Excerpts of labeled region data

- - - - -

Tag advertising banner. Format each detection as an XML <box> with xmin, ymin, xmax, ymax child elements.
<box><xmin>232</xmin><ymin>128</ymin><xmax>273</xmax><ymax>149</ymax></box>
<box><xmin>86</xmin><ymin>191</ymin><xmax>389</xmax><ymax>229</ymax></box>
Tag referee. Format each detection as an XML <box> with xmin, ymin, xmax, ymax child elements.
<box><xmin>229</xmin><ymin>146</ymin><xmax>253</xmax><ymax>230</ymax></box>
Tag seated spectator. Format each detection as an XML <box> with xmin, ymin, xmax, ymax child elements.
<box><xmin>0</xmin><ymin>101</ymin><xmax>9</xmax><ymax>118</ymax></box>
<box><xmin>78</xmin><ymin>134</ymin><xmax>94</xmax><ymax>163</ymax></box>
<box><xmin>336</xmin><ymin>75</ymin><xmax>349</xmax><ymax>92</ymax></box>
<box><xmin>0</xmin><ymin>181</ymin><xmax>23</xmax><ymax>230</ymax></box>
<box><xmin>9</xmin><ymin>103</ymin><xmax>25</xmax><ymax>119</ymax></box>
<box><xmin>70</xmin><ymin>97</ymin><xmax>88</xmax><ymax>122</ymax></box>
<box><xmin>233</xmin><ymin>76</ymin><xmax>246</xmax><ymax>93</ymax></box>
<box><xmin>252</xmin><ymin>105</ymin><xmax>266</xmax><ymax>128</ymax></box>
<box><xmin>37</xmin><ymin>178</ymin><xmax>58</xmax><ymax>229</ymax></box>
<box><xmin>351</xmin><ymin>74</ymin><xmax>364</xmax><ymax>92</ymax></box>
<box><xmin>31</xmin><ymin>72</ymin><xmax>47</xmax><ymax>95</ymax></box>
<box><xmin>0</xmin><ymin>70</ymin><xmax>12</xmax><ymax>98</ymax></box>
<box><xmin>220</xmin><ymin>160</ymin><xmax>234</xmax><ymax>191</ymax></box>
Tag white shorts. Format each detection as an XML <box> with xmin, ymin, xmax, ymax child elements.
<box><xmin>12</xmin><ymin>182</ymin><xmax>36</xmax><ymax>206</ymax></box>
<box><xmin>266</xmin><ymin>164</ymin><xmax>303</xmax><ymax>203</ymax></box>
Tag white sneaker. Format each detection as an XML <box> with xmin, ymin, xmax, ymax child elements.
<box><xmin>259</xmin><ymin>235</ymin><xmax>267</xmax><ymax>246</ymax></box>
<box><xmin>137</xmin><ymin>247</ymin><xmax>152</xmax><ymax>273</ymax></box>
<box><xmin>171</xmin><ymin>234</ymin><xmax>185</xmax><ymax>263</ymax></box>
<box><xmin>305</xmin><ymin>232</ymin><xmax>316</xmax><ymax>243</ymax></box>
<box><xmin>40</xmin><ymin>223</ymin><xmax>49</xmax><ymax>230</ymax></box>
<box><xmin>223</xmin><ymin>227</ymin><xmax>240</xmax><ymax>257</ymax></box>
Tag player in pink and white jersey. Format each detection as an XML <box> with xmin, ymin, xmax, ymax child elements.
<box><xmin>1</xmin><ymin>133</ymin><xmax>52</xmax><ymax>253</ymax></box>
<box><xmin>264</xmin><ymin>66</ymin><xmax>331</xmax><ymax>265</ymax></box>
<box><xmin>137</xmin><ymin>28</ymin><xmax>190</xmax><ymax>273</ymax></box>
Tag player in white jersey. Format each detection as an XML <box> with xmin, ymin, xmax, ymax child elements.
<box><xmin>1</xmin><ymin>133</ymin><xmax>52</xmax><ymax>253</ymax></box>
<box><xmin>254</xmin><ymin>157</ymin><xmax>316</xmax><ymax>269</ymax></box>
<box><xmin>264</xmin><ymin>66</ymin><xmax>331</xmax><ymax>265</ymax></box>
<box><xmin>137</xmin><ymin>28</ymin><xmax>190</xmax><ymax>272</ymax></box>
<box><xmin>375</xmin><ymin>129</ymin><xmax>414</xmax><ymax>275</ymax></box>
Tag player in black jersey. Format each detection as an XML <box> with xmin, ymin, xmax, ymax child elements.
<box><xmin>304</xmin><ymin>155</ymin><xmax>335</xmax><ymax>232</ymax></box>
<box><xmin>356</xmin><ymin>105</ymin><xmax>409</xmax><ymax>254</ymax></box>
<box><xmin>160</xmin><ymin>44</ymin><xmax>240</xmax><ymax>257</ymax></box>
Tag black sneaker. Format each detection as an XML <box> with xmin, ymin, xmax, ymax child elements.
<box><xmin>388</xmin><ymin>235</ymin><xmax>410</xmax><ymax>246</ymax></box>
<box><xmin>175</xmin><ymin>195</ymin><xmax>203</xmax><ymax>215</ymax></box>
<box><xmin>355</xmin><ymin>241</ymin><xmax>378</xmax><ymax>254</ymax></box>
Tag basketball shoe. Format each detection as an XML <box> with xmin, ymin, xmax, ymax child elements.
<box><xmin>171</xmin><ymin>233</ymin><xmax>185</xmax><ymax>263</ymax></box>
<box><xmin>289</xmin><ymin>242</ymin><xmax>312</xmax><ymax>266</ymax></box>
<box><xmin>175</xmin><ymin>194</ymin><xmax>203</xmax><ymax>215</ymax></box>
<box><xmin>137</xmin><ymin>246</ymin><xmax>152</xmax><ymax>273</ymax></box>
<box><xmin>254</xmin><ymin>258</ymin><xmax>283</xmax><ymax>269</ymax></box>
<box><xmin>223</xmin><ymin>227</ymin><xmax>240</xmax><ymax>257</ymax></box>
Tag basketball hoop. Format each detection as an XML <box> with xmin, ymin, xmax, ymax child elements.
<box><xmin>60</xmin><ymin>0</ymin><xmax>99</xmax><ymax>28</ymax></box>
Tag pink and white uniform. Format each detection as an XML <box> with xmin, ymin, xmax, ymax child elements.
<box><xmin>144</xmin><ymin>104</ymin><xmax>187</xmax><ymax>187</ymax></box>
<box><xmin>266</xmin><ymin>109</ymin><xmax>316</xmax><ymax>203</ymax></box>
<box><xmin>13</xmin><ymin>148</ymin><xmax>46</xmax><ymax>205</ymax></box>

- - - - -

_GOAL_
Convert these lines into a Markdown table with the columns Row and Line, numbering each row and omitting any blank lines.

_OUTPUT OF THE EXERCISE_
| Row | Line |
|---|---|
| 1 | Tag advertising banner. Format each detection as an XML <box> with xmin, ymin, xmax, ymax child elements. |
| 2 | <box><xmin>232</xmin><ymin>128</ymin><xmax>273</xmax><ymax>149</ymax></box> |
| 3 | <box><xmin>86</xmin><ymin>191</ymin><xmax>389</xmax><ymax>229</ymax></box> |
| 4 | Tag referee. Format each detection as an XML <box> with xmin, ymin, xmax, ymax child elements. |
| 5 | <box><xmin>229</xmin><ymin>146</ymin><xmax>253</xmax><ymax>230</ymax></box> |
| 6 | Tag seated spectator. Format each detection as an XML <box> with xmin, ymin, xmax, ymax child elements. |
| 7 | <box><xmin>0</xmin><ymin>101</ymin><xmax>9</xmax><ymax>118</ymax></box> |
| 8 | <box><xmin>78</xmin><ymin>134</ymin><xmax>94</xmax><ymax>163</ymax></box> |
| 9 | <box><xmin>336</xmin><ymin>75</ymin><xmax>349</xmax><ymax>92</ymax></box> |
| 10 | <box><xmin>0</xmin><ymin>181</ymin><xmax>23</xmax><ymax>230</ymax></box> |
| 11 | <box><xmin>9</xmin><ymin>103</ymin><xmax>25</xmax><ymax>119</ymax></box> |
| 12 | <box><xmin>70</xmin><ymin>97</ymin><xmax>88</xmax><ymax>122</ymax></box> |
| 13 | <box><xmin>233</xmin><ymin>76</ymin><xmax>246</xmax><ymax>93</ymax></box> |
| 14 | <box><xmin>252</xmin><ymin>105</ymin><xmax>266</xmax><ymax>128</ymax></box> |
| 15 | <box><xmin>37</xmin><ymin>178</ymin><xmax>58</xmax><ymax>229</ymax></box> |
| 16 | <box><xmin>351</xmin><ymin>74</ymin><xmax>364</xmax><ymax>92</ymax></box> |
| 17 | <box><xmin>31</xmin><ymin>72</ymin><xmax>47</xmax><ymax>95</ymax></box> |
| 18 | <box><xmin>0</xmin><ymin>70</ymin><xmax>12</xmax><ymax>98</ymax></box> |
| 19 | <box><xmin>220</xmin><ymin>160</ymin><xmax>234</xmax><ymax>191</ymax></box> |
| 20 | Tag white shorts. Format each detection as an XML <box> with xmin, ymin, xmax, ymax child elements. |
| 21 | <box><xmin>12</xmin><ymin>182</ymin><xmax>36</xmax><ymax>206</ymax></box> |
| 22 | <box><xmin>266</xmin><ymin>164</ymin><xmax>303</xmax><ymax>203</ymax></box> |
| 23 | Tag white sneaker. Format each detection as an XML <box> with xmin, ymin, xmax, ymax child elements. |
| 24 | <box><xmin>259</xmin><ymin>235</ymin><xmax>267</xmax><ymax>246</ymax></box> |
| 25 | <box><xmin>137</xmin><ymin>247</ymin><xmax>152</xmax><ymax>273</ymax></box> |
| 26 | <box><xmin>171</xmin><ymin>234</ymin><xmax>185</xmax><ymax>263</ymax></box> |
| 27 | <box><xmin>305</xmin><ymin>232</ymin><xmax>316</xmax><ymax>243</ymax></box> |
| 28 | <box><xmin>40</xmin><ymin>223</ymin><xmax>49</xmax><ymax>230</ymax></box> |
| 29 | <box><xmin>223</xmin><ymin>227</ymin><xmax>240</xmax><ymax>257</ymax></box> |
| 30 | Tag player in pink and white jersey. Format each detection as an XML <box> with xmin, ymin, xmax, ymax child elements. |
| 31 | <box><xmin>1</xmin><ymin>133</ymin><xmax>52</xmax><ymax>253</ymax></box> |
| 32 | <box><xmin>264</xmin><ymin>66</ymin><xmax>331</xmax><ymax>265</ymax></box> |
| 33 | <box><xmin>137</xmin><ymin>28</ymin><xmax>190</xmax><ymax>273</ymax></box> |
| 34 | Tag player in white jersey. Format each detection as an XML <box> with xmin, ymin, xmax, ymax child elements. |
| 35 | <box><xmin>1</xmin><ymin>133</ymin><xmax>52</xmax><ymax>253</ymax></box> |
| 36 | <box><xmin>254</xmin><ymin>157</ymin><xmax>316</xmax><ymax>269</ymax></box> |
| 37 | <box><xmin>264</xmin><ymin>66</ymin><xmax>331</xmax><ymax>265</ymax></box> |
| 38 | <box><xmin>137</xmin><ymin>28</ymin><xmax>190</xmax><ymax>272</ymax></box> |
| 39 | <box><xmin>375</xmin><ymin>129</ymin><xmax>414</xmax><ymax>275</ymax></box> |
| 40 | Tag player in black jersey. Format each detection as an XML <box> with xmin, ymin, xmax, ymax child elements. |
| 41 | <box><xmin>304</xmin><ymin>155</ymin><xmax>335</xmax><ymax>232</ymax></box> |
| 42 | <box><xmin>356</xmin><ymin>105</ymin><xmax>409</xmax><ymax>254</ymax></box> |
| 43 | <box><xmin>160</xmin><ymin>44</ymin><xmax>240</xmax><ymax>257</ymax></box> |
| 44 | Tag black sneaker. Format each detection as an XML <box> with xmin, ymin, xmax, ymax child elements. |
| 45 | <box><xmin>388</xmin><ymin>235</ymin><xmax>410</xmax><ymax>246</ymax></box> |
| 46 | <box><xmin>175</xmin><ymin>195</ymin><xmax>203</xmax><ymax>215</ymax></box> |
| 47 | <box><xmin>355</xmin><ymin>241</ymin><xmax>378</xmax><ymax>254</ymax></box> |
| 48 | Tag basketball shoe. Format each detection as an XML <box> with xmin, ymin, xmax, ymax child elements. |
| 49 | <box><xmin>171</xmin><ymin>233</ymin><xmax>185</xmax><ymax>263</ymax></box> |
| 50 | <box><xmin>289</xmin><ymin>242</ymin><xmax>312</xmax><ymax>266</ymax></box> |
| 51 | <box><xmin>175</xmin><ymin>194</ymin><xmax>203</xmax><ymax>215</ymax></box> |
| 52 | <box><xmin>137</xmin><ymin>246</ymin><xmax>152</xmax><ymax>273</ymax></box> |
| 53 | <box><xmin>254</xmin><ymin>258</ymin><xmax>283</xmax><ymax>269</ymax></box> |
| 54 | <box><xmin>223</xmin><ymin>227</ymin><xmax>240</xmax><ymax>257</ymax></box> |
| 55 | Tag basketball hoop. Format each detection as an XML <box> with xmin, ymin, xmax, ymax child elements. |
| 56 | <box><xmin>60</xmin><ymin>0</ymin><xmax>99</xmax><ymax>28</ymax></box> |
| 57 | Tag pink and white uniform. Format each detection as an XML <box> with xmin, ymin, xmax, ymax child elements. |
| 58 | <box><xmin>144</xmin><ymin>104</ymin><xmax>187</xmax><ymax>187</ymax></box> |
| 59 | <box><xmin>266</xmin><ymin>109</ymin><xmax>316</xmax><ymax>203</ymax></box> |
| 60 | <box><xmin>13</xmin><ymin>148</ymin><xmax>46</xmax><ymax>205</ymax></box> |